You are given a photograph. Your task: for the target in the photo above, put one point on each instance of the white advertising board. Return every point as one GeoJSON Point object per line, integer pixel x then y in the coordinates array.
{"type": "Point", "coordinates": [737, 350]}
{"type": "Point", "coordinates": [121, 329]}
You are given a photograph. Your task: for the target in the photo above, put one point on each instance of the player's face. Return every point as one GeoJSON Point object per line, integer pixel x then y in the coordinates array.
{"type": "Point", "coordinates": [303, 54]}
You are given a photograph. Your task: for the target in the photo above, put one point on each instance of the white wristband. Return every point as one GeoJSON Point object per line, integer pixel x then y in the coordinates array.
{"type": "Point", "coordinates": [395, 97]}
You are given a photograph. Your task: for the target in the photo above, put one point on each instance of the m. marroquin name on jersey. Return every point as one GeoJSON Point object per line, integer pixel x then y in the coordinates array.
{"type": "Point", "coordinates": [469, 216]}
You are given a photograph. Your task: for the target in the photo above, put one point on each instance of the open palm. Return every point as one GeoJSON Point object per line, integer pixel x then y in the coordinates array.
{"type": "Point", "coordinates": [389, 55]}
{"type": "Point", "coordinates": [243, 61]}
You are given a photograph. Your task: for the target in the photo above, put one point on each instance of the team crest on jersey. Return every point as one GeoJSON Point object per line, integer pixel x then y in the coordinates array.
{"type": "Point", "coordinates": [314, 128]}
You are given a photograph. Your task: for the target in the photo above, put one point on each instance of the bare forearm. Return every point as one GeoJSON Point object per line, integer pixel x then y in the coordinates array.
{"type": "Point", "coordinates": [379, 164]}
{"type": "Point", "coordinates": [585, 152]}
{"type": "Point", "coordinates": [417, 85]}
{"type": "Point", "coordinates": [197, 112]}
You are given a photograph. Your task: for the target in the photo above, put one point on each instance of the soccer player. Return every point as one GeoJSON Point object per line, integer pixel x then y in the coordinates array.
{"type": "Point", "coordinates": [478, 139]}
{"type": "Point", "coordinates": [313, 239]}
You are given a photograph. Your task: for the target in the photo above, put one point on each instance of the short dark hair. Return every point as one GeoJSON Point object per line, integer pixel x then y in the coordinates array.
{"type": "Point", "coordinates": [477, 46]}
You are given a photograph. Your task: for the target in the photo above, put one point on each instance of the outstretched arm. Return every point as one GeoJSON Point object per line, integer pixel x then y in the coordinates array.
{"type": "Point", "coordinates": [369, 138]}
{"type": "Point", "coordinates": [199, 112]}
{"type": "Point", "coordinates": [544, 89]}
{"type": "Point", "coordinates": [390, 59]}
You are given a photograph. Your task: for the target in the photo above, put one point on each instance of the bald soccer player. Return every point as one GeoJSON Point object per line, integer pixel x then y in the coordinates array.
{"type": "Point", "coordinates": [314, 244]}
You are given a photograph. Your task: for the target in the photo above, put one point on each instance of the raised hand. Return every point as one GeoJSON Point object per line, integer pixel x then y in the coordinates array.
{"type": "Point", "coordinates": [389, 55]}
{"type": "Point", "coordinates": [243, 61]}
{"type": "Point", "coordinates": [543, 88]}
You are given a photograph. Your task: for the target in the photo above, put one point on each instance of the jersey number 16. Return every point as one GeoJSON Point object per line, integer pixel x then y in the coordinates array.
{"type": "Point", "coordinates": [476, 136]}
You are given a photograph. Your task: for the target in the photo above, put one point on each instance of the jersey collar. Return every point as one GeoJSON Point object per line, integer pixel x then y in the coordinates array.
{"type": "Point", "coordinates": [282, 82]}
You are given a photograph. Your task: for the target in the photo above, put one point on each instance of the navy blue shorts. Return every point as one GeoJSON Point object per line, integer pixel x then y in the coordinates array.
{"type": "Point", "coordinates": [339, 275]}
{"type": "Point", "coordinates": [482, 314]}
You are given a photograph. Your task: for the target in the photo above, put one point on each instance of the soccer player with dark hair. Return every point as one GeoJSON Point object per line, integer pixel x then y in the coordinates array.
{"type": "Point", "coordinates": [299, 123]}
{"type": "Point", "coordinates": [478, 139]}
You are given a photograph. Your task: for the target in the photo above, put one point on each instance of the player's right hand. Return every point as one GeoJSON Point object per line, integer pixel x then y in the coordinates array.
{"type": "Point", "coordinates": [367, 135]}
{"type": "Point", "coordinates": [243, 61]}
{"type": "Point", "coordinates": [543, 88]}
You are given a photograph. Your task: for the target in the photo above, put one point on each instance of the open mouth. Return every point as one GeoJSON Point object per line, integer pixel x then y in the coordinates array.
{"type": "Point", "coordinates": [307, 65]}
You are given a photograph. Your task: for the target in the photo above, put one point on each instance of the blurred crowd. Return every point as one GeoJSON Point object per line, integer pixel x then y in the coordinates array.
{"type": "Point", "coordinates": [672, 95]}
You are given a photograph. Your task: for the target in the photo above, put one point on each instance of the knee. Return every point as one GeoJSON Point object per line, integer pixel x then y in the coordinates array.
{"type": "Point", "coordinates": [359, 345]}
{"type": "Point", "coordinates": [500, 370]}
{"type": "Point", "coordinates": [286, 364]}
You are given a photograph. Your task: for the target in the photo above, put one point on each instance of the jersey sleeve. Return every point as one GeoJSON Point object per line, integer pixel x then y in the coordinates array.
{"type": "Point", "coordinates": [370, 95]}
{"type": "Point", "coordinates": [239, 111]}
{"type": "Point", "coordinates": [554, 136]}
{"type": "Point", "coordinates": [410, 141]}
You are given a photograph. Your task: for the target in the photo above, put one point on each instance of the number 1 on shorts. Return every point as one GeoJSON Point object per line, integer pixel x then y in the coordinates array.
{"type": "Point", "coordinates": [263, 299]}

◆ ◆ ◆ ◆

◆ **EXERCISE DESCRIPTION**
Every record above needs to be repeated word for word.

◆ **THE COMPLETED TASK**
You are given a photograph. Your task: for the target in the photo above, put one point on each instance of the white advertising board. Return every point as one GeoJSON Point object per line, integer pixel x then y in the coordinates array.
{"type": "Point", "coordinates": [737, 350]}
{"type": "Point", "coordinates": [121, 329]}
You are given a photograph. Your task: for the target in the photo above, put one point on each instance of the player's face. Return every point as one GeoJSON Point object per line, integer pixel x then y in the coordinates array.
{"type": "Point", "coordinates": [303, 54]}
You are given a photograph. Your task: for the target in the photo above, put one point on each instance of the white wristband. Return every point as one GeoJSON Point object per line, integer pixel x then y in the coordinates array.
{"type": "Point", "coordinates": [395, 97]}
You are given a photograph. Your task: for the target in the photo above, put one point on each instance of the m. marroquin name on jersey. Return every point as one GeoJSON Point object per line, integer pixel x then y in the coordinates array.
{"type": "Point", "coordinates": [469, 216]}
You are given a photograph. Your task: for the target in the photo above, put one point on each instance of the open palm. Return every point as one GeoJSON Point object per line, integer pixel x then y in the coordinates array.
{"type": "Point", "coordinates": [389, 55]}
{"type": "Point", "coordinates": [243, 61]}
You are given a photograph. Your task: for the target in the photo above, put one point on each instance of the team crest on jersey. Return every point as one GeoJSON Point object per line, integer pixel x then y in the coordinates array.
{"type": "Point", "coordinates": [314, 128]}
You are given a photograph. Your task: for the target in the photo above, put one point on each instance of the bare forearm. Return every point as one GeoJSON Point object per line, integer pixel x then y in the coordinates array.
{"type": "Point", "coordinates": [379, 164]}
{"type": "Point", "coordinates": [585, 152]}
{"type": "Point", "coordinates": [417, 85]}
{"type": "Point", "coordinates": [197, 112]}
You are given a photograph. Your task: for the target in the photo above, put one point on each instance of the soccer player. Return every point as one GeoJSON Point object per line, integer pixel x then y in the coordinates array.
{"type": "Point", "coordinates": [478, 139]}
{"type": "Point", "coordinates": [313, 239]}
You are given a photograph. Your task: for the target in the photo above, put one point on each instance of the short dark hair. Return every point as one GeoJSON Point object per line, integer pixel x then y in the coordinates array.
{"type": "Point", "coordinates": [477, 46]}
You are given a photograph. Your task: for the target in the photo above, put one point on each instance of the outstretched arm. Return every point as one GeoJSON Point object per line, integer pixel x then y in the coordinates array.
{"type": "Point", "coordinates": [369, 138]}
{"type": "Point", "coordinates": [199, 112]}
{"type": "Point", "coordinates": [544, 89]}
{"type": "Point", "coordinates": [390, 59]}
You are given a photograph. Your task: for the target in the photo above, put one point on each instance of the bald soccer player. Return every point as one GeoJSON Point object per line, integer pixel x then y in the coordinates array.
{"type": "Point", "coordinates": [314, 244]}
You are given a photograph. Your task: for the target in the photo above, put one point on each instance of the raised hand. Return every point as one GeoJSON Point object per line, integer pixel x then y in the coordinates array.
{"type": "Point", "coordinates": [389, 55]}
{"type": "Point", "coordinates": [243, 61]}
{"type": "Point", "coordinates": [543, 88]}
You are given a photograph. Your task: for the target in the photo above, put one point on each instance of the jersey number 16. Return every point as one GeoJSON Point object per line, integer pixel x then y in the coordinates array.
{"type": "Point", "coordinates": [476, 136]}
You are given a photograph. Your task: for the target in the photo above, put one point on each instance of the jersey collar. Return every point as one GeoJSON Point object per line, integer pixel x then y in the coordinates array.
{"type": "Point", "coordinates": [282, 82]}
You are given a photograph. Your task: for the target in the photo above, put one point on each instance of the navy blue shorts. Return every point as one GeoJSON Point object per line, integer pixel x then y in the coordinates array.
{"type": "Point", "coordinates": [339, 275]}
{"type": "Point", "coordinates": [482, 314]}
You are given a photograph. Your task: for the target in the photo above, put one point on each instance of the soccer player with dark hair. Return every point as one GeoJSON Point object per line, integer pixel x then y in the coordinates array.
{"type": "Point", "coordinates": [299, 123]}
{"type": "Point", "coordinates": [478, 139]}
You are given a photograph. Your task: for the target in the photo above, put one point on each instance of the player's right hand. Return every point as one GeoJSON Point object per line, integer pixel x then y in the coordinates array.
{"type": "Point", "coordinates": [367, 135]}
{"type": "Point", "coordinates": [243, 61]}
{"type": "Point", "coordinates": [543, 88]}
You are given a photograph. Your task: for the target in the photo above, put one point on each instance of the open mouth. Return every point as one GeoJSON Point object per line, integer pixel x then y in the coordinates array.
{"type": "Point", "coordinates": [307, 65]}
You are given a photograph. Your task: for the target in the photo above, put one point on each instance of the blurred crowd. Return every point as one GeoJSON Point object per line, integer pixel x then y in the coordinates array.
{"type": "Point", "coordinates": [672, 95]}
You are given a photograph. Your task: for the target in the photo above, put one point on each instance of the knee. Return every point as one GeoJSON Point object per line, integer pixel x then y in the coordinates array.
{"type": "Point", "coordinates": [359, 345]}
{"type": "Point", "coordinates": [500, 370]}
{"type": "Point", "coordinates": [286, 364]}
You are given a photograph. Your task: for the target in the photo above, put one point on each instance of the jersey sleeve. Return every point as one GeoJSON Point object per line, integer pixel x then y in the coordinates array.
{"type": "Point", "coordinates": [370, 95]}
{"type": "Point", "coordinates": [239, 111]}
{"type": "Point", "coordinates": [554, 136]}
{"type": "Point", "coordinates": [410, 141]}
You are given a photograph. Your task: for the target in the photo above, put one point on each instance of the number 1 on shorts. Return every point as one GeoJSON Point object per line, integer pixel x then y in the coordinates array.
{"type": "Point", "coordinates": [263, 299]}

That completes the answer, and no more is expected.